### Stored items

☆ ☆ ☆ ☆ ☆

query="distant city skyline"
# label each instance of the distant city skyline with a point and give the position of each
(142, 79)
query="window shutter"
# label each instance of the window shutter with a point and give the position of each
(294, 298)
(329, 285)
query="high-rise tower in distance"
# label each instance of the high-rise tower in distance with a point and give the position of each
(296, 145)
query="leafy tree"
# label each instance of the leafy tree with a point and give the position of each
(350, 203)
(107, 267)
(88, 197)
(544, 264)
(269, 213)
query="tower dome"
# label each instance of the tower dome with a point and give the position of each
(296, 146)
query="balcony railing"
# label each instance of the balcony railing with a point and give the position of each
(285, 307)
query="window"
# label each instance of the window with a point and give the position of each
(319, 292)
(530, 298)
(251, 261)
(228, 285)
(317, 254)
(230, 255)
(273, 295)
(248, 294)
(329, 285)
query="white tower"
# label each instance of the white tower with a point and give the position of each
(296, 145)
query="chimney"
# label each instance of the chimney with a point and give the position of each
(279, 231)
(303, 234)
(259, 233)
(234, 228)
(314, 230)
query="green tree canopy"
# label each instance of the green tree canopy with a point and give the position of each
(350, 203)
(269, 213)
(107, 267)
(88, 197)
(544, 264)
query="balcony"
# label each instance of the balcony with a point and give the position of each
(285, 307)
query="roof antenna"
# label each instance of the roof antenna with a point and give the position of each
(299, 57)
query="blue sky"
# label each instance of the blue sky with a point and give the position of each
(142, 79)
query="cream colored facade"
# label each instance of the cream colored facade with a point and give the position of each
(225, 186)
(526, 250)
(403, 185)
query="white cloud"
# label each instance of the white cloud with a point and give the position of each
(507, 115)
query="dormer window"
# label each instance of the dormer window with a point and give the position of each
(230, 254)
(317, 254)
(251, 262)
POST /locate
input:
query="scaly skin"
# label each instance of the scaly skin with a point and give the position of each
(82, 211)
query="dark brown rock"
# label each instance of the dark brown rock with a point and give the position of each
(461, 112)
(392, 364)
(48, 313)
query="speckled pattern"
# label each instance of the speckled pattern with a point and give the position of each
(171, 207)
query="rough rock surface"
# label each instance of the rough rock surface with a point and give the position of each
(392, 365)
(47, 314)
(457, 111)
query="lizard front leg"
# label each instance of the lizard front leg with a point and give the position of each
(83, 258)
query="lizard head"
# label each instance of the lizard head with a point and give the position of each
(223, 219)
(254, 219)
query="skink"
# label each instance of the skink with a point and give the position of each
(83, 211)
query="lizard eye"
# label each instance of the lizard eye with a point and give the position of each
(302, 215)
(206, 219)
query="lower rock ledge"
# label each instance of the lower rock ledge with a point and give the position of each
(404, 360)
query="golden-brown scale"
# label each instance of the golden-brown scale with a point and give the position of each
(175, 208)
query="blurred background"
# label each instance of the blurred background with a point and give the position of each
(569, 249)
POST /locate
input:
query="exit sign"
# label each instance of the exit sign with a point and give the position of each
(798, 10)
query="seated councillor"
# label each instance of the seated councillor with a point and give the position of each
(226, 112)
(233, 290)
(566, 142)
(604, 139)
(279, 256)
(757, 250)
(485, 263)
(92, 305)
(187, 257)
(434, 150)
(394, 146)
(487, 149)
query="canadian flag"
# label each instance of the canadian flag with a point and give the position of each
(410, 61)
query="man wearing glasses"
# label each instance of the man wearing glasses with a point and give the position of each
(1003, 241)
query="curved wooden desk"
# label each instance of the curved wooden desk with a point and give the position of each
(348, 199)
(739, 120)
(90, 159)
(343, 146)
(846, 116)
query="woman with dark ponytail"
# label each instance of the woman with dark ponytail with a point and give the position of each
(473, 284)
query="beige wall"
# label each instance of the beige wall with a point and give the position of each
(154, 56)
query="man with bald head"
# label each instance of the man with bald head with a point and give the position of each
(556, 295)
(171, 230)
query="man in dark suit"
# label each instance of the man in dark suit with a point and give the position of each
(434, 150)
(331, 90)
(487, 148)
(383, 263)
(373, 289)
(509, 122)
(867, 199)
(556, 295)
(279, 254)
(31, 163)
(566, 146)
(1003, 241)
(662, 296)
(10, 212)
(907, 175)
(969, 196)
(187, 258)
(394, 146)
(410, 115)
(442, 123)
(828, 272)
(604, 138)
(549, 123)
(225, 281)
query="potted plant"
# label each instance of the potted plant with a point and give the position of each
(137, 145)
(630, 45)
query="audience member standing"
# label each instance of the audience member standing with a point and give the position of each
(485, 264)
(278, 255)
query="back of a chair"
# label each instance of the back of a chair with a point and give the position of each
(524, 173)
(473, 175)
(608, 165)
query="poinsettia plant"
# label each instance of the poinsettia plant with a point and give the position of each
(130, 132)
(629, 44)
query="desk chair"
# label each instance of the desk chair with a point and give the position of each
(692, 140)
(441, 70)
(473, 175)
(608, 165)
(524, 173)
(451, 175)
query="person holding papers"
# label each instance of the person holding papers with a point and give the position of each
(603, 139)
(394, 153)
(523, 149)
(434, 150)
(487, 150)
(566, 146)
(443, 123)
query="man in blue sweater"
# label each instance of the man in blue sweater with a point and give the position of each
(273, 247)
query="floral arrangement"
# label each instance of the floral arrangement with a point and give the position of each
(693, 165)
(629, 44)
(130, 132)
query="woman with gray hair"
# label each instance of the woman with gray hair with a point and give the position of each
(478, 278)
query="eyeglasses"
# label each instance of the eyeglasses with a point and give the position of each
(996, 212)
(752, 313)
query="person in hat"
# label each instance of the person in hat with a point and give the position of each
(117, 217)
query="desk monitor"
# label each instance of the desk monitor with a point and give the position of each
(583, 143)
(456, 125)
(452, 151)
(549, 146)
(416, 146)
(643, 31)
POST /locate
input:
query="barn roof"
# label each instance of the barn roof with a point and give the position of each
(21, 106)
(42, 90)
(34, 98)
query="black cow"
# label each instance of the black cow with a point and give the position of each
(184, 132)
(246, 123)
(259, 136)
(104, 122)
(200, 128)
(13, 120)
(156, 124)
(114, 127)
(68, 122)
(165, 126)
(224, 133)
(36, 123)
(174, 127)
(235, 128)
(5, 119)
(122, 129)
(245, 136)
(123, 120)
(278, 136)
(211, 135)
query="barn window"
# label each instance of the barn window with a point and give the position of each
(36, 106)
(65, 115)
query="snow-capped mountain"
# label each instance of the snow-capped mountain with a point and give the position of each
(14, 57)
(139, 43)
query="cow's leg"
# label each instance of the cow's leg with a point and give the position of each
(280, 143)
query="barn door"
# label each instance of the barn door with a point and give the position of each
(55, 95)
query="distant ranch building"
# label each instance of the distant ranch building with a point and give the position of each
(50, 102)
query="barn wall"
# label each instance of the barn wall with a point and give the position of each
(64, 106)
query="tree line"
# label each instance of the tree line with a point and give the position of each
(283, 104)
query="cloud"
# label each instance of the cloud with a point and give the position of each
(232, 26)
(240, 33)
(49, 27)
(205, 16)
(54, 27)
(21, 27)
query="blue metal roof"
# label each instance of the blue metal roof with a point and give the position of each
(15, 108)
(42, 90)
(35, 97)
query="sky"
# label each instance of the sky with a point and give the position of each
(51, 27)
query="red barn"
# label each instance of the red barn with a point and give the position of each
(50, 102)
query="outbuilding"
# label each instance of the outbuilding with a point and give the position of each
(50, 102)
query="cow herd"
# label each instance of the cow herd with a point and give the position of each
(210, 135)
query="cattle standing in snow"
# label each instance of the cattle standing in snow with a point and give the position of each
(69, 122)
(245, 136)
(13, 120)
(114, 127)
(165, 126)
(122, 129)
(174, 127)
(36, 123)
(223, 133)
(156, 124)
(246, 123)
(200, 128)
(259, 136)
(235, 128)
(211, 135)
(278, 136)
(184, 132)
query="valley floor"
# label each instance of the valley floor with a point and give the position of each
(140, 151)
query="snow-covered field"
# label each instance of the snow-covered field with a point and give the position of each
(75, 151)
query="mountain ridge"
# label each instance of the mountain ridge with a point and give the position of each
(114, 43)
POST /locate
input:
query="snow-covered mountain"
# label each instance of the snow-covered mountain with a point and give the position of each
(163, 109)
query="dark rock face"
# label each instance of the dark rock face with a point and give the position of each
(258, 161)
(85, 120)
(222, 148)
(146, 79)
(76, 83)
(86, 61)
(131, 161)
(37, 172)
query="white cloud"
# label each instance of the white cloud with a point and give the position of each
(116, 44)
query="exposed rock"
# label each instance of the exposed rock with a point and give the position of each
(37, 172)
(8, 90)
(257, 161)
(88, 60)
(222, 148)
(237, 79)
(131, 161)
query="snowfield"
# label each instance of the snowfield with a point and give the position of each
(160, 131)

☆ ☆ ☆ ☆ ☆

### What is expected
Locate every line in the items above that contains the word "wooden", treating uppercase and lowercase letters as distinct, and copy each such line in full.

### The result
query="curved wooden desk"
# label each instance of the curved wooden desk with a point and give the position of each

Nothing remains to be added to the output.